**WHAT THIS TASK INVOLVES**
Write out again only the lines running from the one that contains "Phrase: jockey's white breeches" to the end of the records below, including both the first and the last.

**EXERCISE DATA**

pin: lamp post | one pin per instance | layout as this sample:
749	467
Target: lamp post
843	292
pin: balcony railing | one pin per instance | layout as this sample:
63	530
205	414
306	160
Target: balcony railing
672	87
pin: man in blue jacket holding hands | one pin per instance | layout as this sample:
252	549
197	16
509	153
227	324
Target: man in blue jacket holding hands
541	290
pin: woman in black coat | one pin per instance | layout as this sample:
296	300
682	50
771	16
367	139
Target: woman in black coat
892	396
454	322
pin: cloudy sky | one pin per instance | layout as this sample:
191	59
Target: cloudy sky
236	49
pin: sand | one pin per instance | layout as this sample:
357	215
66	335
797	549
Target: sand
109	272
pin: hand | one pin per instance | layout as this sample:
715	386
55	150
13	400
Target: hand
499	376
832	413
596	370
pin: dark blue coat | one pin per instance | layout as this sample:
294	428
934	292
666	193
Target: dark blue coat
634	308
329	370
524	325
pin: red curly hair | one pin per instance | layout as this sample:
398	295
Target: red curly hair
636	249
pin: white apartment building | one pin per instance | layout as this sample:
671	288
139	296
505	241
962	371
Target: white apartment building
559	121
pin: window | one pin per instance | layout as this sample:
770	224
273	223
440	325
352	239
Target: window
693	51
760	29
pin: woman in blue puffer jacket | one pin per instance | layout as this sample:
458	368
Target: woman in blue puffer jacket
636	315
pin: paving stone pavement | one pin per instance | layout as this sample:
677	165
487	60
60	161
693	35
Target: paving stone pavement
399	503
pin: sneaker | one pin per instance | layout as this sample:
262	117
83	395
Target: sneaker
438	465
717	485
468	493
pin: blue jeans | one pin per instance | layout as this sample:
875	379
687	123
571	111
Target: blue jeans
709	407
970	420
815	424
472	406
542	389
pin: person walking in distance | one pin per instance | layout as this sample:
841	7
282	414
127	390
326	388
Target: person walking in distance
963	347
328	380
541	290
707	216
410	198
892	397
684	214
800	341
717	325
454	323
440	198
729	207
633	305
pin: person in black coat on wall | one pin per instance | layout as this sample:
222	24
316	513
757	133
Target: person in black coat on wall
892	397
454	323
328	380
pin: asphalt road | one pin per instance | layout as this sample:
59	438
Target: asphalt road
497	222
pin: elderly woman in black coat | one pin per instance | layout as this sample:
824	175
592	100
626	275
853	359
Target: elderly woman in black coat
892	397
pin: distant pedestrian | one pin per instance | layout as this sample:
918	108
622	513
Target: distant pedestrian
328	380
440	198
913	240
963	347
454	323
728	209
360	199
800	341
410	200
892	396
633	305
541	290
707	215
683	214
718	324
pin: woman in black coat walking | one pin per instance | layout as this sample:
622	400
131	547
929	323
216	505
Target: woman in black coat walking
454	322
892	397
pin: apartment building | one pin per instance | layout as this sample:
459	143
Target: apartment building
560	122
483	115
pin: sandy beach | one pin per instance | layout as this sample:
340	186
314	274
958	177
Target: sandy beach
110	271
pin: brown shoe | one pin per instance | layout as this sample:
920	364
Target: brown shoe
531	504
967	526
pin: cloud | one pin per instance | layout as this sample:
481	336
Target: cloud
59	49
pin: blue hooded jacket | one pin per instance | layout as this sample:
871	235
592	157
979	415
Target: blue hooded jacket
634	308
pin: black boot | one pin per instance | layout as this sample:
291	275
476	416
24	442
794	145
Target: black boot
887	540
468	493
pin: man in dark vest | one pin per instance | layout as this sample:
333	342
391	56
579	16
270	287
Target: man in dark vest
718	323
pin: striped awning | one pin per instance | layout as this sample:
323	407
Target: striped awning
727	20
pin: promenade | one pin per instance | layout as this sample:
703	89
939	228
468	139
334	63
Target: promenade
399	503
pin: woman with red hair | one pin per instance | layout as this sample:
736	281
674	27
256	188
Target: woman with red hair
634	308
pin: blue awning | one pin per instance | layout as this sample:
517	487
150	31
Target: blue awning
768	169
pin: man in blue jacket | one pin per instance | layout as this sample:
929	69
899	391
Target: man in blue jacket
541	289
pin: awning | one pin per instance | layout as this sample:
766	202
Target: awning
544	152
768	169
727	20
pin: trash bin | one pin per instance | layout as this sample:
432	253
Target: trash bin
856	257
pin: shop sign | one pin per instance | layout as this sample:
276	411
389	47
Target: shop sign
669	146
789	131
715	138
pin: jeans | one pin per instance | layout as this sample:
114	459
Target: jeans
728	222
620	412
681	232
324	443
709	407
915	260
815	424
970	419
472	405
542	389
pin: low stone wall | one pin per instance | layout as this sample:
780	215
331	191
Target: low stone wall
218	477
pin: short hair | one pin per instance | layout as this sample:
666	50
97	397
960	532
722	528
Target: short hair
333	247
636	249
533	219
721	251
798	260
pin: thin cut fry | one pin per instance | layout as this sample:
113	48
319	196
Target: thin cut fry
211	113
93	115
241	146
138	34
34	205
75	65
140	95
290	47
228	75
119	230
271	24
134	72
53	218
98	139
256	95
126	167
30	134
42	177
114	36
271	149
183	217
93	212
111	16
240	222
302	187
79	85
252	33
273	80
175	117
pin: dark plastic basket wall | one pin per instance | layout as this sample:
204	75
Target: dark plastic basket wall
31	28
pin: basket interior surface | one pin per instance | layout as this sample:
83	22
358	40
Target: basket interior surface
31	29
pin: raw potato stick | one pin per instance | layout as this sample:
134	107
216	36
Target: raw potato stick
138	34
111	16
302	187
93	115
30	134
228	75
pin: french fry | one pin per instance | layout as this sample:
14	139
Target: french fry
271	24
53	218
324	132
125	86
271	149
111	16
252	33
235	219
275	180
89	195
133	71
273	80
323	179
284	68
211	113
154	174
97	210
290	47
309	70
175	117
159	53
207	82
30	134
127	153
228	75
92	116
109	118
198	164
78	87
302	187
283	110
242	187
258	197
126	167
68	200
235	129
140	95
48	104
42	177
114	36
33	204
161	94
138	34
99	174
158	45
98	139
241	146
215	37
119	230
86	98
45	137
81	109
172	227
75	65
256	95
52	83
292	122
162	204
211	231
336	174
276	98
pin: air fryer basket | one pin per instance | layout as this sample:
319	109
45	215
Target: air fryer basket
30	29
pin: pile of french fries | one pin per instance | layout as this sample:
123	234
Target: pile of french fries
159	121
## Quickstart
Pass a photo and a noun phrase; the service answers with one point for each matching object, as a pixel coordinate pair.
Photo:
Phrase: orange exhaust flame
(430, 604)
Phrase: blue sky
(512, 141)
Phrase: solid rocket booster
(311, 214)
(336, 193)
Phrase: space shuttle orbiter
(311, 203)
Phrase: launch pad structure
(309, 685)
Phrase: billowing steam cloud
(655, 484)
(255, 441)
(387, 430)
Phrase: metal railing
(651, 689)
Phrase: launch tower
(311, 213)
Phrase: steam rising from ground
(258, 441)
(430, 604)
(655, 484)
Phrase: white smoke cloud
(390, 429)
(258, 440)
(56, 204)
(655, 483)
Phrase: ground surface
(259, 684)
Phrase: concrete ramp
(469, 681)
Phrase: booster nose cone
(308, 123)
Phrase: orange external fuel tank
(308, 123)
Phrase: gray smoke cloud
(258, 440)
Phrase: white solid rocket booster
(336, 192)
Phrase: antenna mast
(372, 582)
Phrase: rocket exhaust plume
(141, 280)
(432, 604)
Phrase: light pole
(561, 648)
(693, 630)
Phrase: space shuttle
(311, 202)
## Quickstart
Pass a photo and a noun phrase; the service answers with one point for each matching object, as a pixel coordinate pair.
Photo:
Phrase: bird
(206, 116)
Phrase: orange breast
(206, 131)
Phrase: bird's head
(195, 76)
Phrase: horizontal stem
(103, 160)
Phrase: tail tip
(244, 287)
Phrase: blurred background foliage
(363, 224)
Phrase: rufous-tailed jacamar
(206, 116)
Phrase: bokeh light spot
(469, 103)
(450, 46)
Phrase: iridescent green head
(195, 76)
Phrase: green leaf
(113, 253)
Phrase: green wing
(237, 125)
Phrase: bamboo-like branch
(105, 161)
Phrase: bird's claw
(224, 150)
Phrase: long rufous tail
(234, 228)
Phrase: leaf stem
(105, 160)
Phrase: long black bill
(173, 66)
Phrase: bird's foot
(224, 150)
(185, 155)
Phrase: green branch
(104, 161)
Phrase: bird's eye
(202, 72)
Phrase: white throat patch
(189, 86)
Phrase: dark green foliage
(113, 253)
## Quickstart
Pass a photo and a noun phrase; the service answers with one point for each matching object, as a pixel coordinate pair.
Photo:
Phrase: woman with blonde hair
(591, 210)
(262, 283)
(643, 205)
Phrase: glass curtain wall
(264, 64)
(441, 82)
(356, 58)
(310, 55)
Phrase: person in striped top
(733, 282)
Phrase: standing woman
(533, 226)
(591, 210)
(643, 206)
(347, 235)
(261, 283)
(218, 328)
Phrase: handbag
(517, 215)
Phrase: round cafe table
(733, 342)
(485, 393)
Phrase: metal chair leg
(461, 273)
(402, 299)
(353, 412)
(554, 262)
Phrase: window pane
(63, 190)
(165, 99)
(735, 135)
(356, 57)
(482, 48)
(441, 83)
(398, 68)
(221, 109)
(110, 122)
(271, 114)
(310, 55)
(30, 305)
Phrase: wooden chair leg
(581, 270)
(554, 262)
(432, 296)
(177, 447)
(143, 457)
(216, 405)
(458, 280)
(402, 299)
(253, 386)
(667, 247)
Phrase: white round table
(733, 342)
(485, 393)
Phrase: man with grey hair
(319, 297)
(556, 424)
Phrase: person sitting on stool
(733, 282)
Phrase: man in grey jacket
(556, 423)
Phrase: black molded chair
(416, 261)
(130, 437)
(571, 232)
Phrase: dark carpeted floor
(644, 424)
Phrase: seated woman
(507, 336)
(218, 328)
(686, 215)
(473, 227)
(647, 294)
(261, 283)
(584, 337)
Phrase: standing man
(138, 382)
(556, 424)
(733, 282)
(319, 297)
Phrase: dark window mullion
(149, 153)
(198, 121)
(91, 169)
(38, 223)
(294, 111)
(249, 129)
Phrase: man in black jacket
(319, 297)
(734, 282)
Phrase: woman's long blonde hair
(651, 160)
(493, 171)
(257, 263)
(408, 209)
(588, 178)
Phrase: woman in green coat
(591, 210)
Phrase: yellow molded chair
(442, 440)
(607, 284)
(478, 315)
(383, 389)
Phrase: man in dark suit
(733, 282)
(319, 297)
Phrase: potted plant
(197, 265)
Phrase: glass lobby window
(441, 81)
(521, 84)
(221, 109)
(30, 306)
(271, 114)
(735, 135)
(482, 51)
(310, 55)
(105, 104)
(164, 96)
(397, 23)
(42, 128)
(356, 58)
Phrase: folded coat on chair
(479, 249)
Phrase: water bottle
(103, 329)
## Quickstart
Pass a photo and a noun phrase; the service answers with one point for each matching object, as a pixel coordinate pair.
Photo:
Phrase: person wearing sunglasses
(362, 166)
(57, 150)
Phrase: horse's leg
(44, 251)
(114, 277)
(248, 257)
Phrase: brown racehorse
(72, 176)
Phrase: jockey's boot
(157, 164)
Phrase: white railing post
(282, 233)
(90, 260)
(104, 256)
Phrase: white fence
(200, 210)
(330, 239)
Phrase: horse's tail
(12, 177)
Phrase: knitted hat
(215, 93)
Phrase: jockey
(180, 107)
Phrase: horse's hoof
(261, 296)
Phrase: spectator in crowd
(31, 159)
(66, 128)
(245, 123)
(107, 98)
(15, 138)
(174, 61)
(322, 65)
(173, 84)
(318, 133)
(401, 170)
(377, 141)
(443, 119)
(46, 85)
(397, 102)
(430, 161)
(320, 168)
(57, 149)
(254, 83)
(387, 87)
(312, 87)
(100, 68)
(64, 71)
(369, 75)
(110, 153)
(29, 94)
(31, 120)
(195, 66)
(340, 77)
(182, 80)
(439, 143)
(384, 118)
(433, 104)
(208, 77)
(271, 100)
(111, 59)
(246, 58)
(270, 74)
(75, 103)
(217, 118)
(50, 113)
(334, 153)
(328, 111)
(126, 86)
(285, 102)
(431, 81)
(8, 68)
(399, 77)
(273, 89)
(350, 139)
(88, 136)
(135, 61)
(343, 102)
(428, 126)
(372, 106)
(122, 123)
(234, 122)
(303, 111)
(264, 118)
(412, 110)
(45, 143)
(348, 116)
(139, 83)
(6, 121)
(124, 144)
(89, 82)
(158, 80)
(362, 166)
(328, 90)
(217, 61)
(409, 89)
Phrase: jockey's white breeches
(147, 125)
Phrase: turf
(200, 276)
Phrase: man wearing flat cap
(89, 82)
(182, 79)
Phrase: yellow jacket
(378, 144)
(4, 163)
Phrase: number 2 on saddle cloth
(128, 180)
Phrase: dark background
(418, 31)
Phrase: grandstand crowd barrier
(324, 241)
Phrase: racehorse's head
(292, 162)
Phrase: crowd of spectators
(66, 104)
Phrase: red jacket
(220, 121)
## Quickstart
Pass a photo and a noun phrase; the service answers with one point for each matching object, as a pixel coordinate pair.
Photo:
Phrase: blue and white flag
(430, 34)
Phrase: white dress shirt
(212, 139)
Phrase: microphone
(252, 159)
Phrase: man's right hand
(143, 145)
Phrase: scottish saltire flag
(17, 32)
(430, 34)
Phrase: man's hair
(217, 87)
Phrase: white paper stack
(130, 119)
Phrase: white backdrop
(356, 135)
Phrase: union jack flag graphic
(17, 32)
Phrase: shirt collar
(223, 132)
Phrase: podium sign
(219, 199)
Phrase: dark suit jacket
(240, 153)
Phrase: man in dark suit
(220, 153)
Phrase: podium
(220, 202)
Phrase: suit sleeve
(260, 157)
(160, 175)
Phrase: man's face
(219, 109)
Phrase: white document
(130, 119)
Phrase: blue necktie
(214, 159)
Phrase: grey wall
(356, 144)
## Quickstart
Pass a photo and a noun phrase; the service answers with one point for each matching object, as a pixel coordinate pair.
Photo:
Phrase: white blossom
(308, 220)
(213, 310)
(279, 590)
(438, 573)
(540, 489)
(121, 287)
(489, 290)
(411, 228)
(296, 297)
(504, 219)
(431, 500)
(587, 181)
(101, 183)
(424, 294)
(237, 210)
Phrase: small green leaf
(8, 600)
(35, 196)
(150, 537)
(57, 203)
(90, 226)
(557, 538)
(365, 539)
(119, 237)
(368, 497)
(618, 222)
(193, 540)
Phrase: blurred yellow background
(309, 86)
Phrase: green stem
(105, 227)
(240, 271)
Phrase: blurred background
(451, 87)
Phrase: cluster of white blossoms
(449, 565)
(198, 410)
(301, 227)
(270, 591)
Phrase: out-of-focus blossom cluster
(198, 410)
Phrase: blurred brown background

**TASK ANSWER**
Phrase: jockey's white breeches
(147, 125)
Phrase: turf
(200, 276)
Phrase: man wearing flat cap
(89, 82)
(182, 79)
Phrase: yellow jacket
(378, 144)
(4, 163)
Phrase: number 2 on saddle cloth
(128, 180)
Phrase: dark background
(418, 31)
Phrase: grandstand crowd barrier
(324, 241)
Phrase: racehorse's head
(292, 162)
Phrase: crowd of spectators
(66, 104)
Phrase: red jacket
(220, 121)
## Quickstart
Pass a photo and a noun phrase; the service answers with one point for each matching object, as a pixel coordinate pair.
Photo:
Phrase: blue and white flag
(430, 34)
Phrase: white dress shirt
(212, 139)
Phrase: microphone
(252, 159)
Phrase: man's right hand
(143, 145)
Phrase: scottish saltire flag
(17, 32)
(430, 34)
Phrase: man's hair
(217, 87)
Phrase: white paper stack
(130, 119)
Phrase: white backdrop
(356, 135)
Phrase: union jack flag graphic
(17, 32)
Phrase: shirt collar
(223, 132)
Phrase: podium sign
(219, 199)
Phrase: dark suit jacket
(240, 153)
Phrase: man in dark suit
(220, 153)
Phrase: podium
(220, 202)
Phrase: suit sleeve
(260, 157)
(160, 175)
Phrase: man's face
(219, 109)
Phrase: white document
(130, 119)
Phrase: blue necktie
(214, 159)
Phrase: grey wall
(356, 144)
## Quickstart
Pass a photo and a noun phrase; the service answers with one point for each matching object, as a pixel coordinate pair.
Photo:
Phrase: white blossom
(308, 220)
(213, 310)
(279, 590)
(438, 573)
(540, 489)
(121, 287)
(489, 290)
(411, 228)
(296, 297)
(504, 219)
(431, 500)
(587, 181)
(101, 183)
(424, 294)
(237, 210)
Phrase: small green leaf
(8, 600)
(35, 196)
(150, 537)
(57, 203)
(90, 226)
(557, 538)
(365, 539)
(119, 237)
(368, 497)
(618, 222)
(193, 540)
Phrase: blurred yellow background
(309, 86)
Phrase: green stem
(105, 227)
(240, 271)
Phrase: blurred background
(451, 87)
Phrase: cluster of white blossoms
(449, 565)
(198, 410)
(301, 227)
(270, 591)
Phrase: out-of-focus blossom cluster
(198, 410)
Phrase: blurred brown background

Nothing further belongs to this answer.